* **Extract to read**
┌──

Access to Information Orders

Decision Information

Summary:

This is an appeal of the city’s decision to deny access to a consultant’s report under the exclusion at section 52(3)3 (employment or labour relations) of the Municipal Freedom of Information and Protection of Privacy Act. The adjudicator finds that the report—which reviews two programs of the city’s employment and social services, and provides recommendations on staffing, workloads and working relationships—meets the requirements of section 52(3)3, which excludes the report from the application of the Act. The adjudicator upholds the city’s decision.

└──

* **Exercise directions**
From the summary of the access-to-information appeal, return the passage starting with "Decision Information" and going on through "the city’s decision.". The entries have nothing to do with this.

(Collection entries)
┌──

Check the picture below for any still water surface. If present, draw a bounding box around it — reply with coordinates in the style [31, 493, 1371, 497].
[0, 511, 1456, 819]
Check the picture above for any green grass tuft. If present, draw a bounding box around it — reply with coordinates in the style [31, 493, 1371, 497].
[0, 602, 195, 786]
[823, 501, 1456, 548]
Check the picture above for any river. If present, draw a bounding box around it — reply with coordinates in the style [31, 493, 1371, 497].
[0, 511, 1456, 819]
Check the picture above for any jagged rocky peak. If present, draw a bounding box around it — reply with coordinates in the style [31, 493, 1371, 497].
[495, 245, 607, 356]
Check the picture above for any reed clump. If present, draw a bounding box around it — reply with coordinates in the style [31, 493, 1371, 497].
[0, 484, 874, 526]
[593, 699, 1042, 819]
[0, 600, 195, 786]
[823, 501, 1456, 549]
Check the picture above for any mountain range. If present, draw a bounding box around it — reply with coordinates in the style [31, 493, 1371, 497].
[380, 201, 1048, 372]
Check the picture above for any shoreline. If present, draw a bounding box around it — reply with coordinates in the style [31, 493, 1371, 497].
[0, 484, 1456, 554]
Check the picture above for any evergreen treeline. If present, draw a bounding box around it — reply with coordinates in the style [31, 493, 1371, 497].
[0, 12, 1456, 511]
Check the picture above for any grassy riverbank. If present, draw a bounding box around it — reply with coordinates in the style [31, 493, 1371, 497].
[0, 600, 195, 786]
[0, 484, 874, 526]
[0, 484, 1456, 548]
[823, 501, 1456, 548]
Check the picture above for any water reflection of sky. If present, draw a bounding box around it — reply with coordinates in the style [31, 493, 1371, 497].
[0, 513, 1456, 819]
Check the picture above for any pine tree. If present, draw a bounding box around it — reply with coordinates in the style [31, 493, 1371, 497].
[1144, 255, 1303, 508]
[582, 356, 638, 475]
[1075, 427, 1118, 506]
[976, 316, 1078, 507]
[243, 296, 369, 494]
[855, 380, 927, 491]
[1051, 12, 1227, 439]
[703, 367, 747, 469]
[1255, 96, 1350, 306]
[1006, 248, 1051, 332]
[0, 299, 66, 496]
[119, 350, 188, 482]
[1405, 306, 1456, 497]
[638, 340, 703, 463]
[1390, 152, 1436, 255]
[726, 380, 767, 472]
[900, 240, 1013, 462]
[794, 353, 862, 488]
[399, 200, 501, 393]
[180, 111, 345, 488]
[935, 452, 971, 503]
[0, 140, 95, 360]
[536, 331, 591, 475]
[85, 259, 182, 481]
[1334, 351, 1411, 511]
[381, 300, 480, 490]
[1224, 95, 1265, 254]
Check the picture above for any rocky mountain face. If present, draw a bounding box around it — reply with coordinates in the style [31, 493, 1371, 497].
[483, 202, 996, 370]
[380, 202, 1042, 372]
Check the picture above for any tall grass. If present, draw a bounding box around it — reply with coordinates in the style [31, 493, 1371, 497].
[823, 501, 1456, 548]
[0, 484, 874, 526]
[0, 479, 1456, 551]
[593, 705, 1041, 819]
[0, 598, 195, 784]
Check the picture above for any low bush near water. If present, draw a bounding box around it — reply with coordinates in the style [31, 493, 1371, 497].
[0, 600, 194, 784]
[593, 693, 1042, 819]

└──

* **Expected answer**
Decision Information

Summary:

This is an appeal of the city’s decision to deny access to a consultant’s report under the exclusion at section 52(3)3 (employment or labour relations) of the Municipal Freedom of Information and Protection of Privacy Act. The adjudicator finds that the report—which reviews two programs of the city’s employment and social services, and provides recommendations on staffing, workloads and working relationships—meets the requirements of section 52(3)3, which excludes the report from the application of the Act. The adjudicator upholds the city’s decision.